What you have to do:
Print out each entry below exactly; do not carry over any image.

The data:
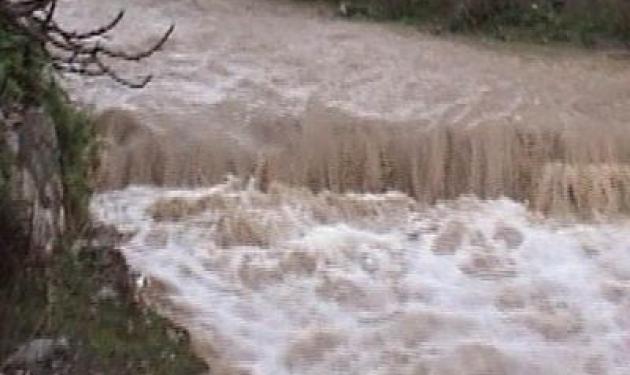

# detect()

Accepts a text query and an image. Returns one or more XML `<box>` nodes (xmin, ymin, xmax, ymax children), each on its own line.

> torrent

<box><xmin>92</xmin><ymin>181</ymin><xmax>630</xmax><ymax>374</ymax></box>
<box><xmin>94</xmin><ymin>105</ymin><xmax>630</xmax><ymax>218</ymax></box>
<box><xmin>53</xmin><ymin>0</ymin><xmax>630</xmax><ymax>373</ymax></box>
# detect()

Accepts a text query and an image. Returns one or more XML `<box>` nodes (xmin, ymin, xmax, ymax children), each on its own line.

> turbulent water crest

<box><xmin>57</xmin><ymin>0</ymin><xmax>630</xmax><ymax>372</ymax></box>
<box><xmin>95</xmin><ymin>106</ymin><xmax>630</xmax><ymax>218</ymax></box>
<box><xmin>93</xmin><ymin>181</ymin><xmax>630</xmax><ymax>374</ymax></box>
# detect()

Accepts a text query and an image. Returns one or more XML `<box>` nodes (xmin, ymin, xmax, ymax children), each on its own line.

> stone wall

<box><xmin>1</xmin><ymin>107</ymin><xmax>65</xmax><ymax>255</ymax></box>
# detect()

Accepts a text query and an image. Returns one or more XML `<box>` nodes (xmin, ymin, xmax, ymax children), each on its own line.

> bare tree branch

<box><xmin>0</xmin><ymin>0</ymin><xmax>173</xmax><ymax>88</ymax></box>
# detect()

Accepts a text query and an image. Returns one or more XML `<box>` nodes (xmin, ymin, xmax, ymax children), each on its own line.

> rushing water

<box><xmin>55</xmin><ymin>0</ymin><xmax>630</xmax><ymax>372</ymax></box>
<box><xmin>92</xmin><ymin>181</ymin><xmax>630</xmax><ymax>374</ymax></box>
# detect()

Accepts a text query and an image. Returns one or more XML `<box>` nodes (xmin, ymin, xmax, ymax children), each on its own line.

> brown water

<box><xmin>59</xmin><ymin>0</ymin><xmax>630</xmax><ymax>217</ymax></box>
<box><xmin>59</xmin><ymin>0</ymin><xmax>630</xmax><ymax>373</ymax></box>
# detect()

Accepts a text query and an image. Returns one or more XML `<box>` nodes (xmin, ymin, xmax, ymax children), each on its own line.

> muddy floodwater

<box><xmin>59</xmin><ymin>0</ymin><xmax>630</xmax><ymax>373</ymax></box>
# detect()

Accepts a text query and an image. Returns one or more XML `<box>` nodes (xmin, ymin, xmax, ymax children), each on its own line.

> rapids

Result:
# detect()

Accepts a text query and an image. Returns one or more XML `<box>` nodes (xmin, ymin, xmax, ymax children), each on its own line.

> torrent

<box><xmin>92</xmin><ymin>181</ymin><xmax>630</xmax><ymax>374</ymax></box>
<box><xmin>94</xmin><ymin>105</ymin><xmax>630</xmax><ymax>218</ymax></box>
<box><xmin>53</xmin><ymin>0</ymin><xmax>630</xmax><ymax>373</ymax></box>
# detect()

Accepts a text query and an image. Returns one or more XML `<box>` nodes (xmin, ymin, xmax, ymax children), each on its own line.

> turbulent water crest

<box><xmin>57</xmin><ymin>0</ymin><xmax>630</xmax><ymax>372</ymax></box>
<box><xmin>95</xmin><ymin>106</ymin><xmax>630</xmax><ymax>218</ymax></box>
<box><xmin>93</xmin><ymin>181</ymin><xmax>630</xmax><ymax>374</ymax></box>
# detect()

Accepts a text query and an image. Returns one or more XML `<box>` nodes (xmin, ymin, xmax, ymax children), each on its own line.

> stone wall

<box><xmin>1</xmin><ymin>107</ymin><xmax>65</xmax><ymax>255</ymax></box>
# detect()

Accepts a text query and an image. Returns one or more XML `<box>` nodes (xmin, ymin, xmax, ymax children), each on its own line.

> bare tree branch

<box><xmin>0</xmin><ymin>0</ymin><xmax>173</xmax><ymax>88</ymax></box>
# detect()

Accepts a text query and an image. Returns one or more XML `<box>` nodes (xmin, ymin, xmax, ymax children), each on its own line.

> rushing water

<box><xmin>55</xmin><ymin>0</ymin><xmax>630</xmax><ymax>372</ymax></box>
<box><xmin>92</xmin><ymin>181</ymin><xmax>630</xmax><ymax>374</ymax></box>
# detect()

Accepts a text query and an image. Returns one or more XML `<box>` nodes (xmin, ymin, xmax, ymax children), each on its own line.

> brown water

<box><xmin>59</xmin><ymin>0</ymin><xmax>630</xmax><ymax>217</ymax></box>
<box><xmin>59</xmin><ymin>0</ymin><xmax>630</xmax><ymax>373</ymax></box>
# detect()

Accepts a text query and an image. Returns one or more XML `<box>` nodes (xmin, ymin, xmax, ymax children), each on its own line.

> muddy floodwater

<box><xmin>59</xmin><ymin>0</ymin><xmax>630</xmax><ymax>373</ymax></box>
# detect()

Accepts a text query and an image. Returns one or more XML `<box>` nodes (xmin, ymin, xmax, ymax children), each on its own line.

> rapids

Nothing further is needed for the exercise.